> **Parts of the exercise**
1. Decide whether each statement agrees with the review of In Between Evolution. Give yes or no for each, along with the words from the review that settle it. (a) The writer has heard for ten years that the Tragically Hip are Canada's finest band. (b) The writer says they have a problem with Canadian bands. (c) The review was published in July 2004.
2. The review of In Between Evolution names several bands as examples of Canadian groups that sound "exactly like what they are." List every one of them.

> **Text shown**

::::::::

The Tragically Hip- In Between Evolution

Written by John Owen
Published July 20, 2004

I fully expected this review to be a takedown of Canada’s finest band. Or at least that’s what all my Canadian friends tell me; "the Tragically Hip are Canada’s finest band". Ten years I’ve been hearing that from fanatical supporters, and for ten years I’ve resisisted. I’ve never really gotten the Tragically Hip.

It’s not that I have a problem with Canadian bands. No-ne-no-no-no. It’s just that most of Canada’s finest exports sound so very Canadian*. With all due respect to my neighbors in the Great White North Where Money Is Funny Colors And $15 Will Buy You A Small Coke, bands like Moxy Fruvous, Barenaked Ladies, and Great Big Sea sound exactly like what they are: groups who learned early in their career what it takes to bring down houses from Toronto to Yellowknife. The joke songs, sing-alongs and sea chanteys certainly suggest hard lessons learned in a hundred surly gigs in Manitoba, and the premium on literate rhymes and hipster references suggest another hundred playing college bars in Ontario.

::::::::

> **Extracted information**
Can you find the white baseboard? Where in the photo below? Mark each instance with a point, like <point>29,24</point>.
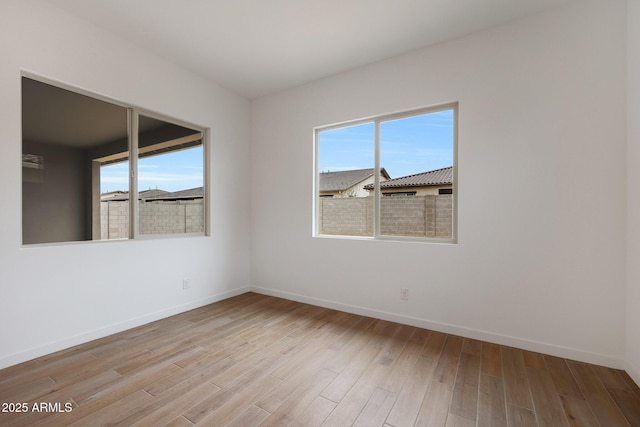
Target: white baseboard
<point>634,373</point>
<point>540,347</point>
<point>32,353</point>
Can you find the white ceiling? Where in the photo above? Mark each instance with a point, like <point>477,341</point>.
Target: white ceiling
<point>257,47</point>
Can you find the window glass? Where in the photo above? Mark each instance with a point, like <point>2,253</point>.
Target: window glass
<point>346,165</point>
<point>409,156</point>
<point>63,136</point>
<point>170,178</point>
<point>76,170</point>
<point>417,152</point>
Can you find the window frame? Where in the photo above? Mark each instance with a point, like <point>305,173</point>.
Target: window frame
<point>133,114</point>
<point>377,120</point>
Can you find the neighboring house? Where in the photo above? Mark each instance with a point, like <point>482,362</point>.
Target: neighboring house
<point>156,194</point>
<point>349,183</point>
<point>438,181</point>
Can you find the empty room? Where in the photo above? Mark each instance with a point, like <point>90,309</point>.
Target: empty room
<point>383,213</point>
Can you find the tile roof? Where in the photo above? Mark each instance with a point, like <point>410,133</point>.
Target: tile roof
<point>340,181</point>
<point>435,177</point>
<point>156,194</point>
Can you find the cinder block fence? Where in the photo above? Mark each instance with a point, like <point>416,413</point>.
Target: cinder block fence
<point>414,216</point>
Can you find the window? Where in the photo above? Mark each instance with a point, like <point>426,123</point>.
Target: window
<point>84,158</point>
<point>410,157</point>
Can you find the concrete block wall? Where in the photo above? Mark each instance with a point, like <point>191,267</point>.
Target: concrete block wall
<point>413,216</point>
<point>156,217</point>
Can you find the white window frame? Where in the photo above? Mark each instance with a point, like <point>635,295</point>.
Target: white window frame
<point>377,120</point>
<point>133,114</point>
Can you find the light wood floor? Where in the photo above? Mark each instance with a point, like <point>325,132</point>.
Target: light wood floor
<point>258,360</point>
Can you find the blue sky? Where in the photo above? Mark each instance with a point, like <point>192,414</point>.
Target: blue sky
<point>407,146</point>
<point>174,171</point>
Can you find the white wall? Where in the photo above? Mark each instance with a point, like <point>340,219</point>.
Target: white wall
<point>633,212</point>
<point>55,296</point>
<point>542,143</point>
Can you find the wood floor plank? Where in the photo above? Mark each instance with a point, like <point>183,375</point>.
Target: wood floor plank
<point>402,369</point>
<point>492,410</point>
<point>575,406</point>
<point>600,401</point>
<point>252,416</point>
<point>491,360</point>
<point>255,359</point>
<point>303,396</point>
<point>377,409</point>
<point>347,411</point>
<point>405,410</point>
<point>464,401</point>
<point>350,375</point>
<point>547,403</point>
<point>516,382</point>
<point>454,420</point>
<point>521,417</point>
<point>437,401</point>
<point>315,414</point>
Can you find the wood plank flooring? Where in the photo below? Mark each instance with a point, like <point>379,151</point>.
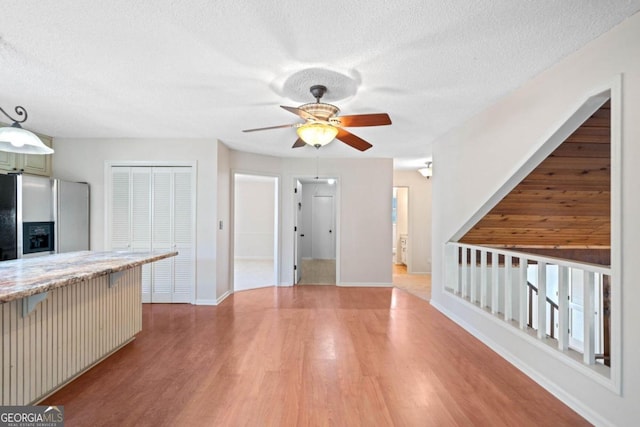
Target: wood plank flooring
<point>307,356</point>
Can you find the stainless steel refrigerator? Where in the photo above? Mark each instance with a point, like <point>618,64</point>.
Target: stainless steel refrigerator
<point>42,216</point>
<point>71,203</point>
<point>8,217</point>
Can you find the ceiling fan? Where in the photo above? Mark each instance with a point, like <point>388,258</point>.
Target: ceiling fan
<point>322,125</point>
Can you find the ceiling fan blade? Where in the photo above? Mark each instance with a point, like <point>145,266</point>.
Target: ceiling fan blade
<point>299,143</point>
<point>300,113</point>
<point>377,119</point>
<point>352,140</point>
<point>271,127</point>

::::::::

> **Results of the exercise**
1.
(a) Yes: "Ten years I’ve been hearing that from fanatical supporters"
(b) No: "It’s not that I have a problem with Canadian bands."
(c) Yes: "Published July 20, 2004"

2. Moxy Fruvous, Barenaked Ladies, Great Big Sea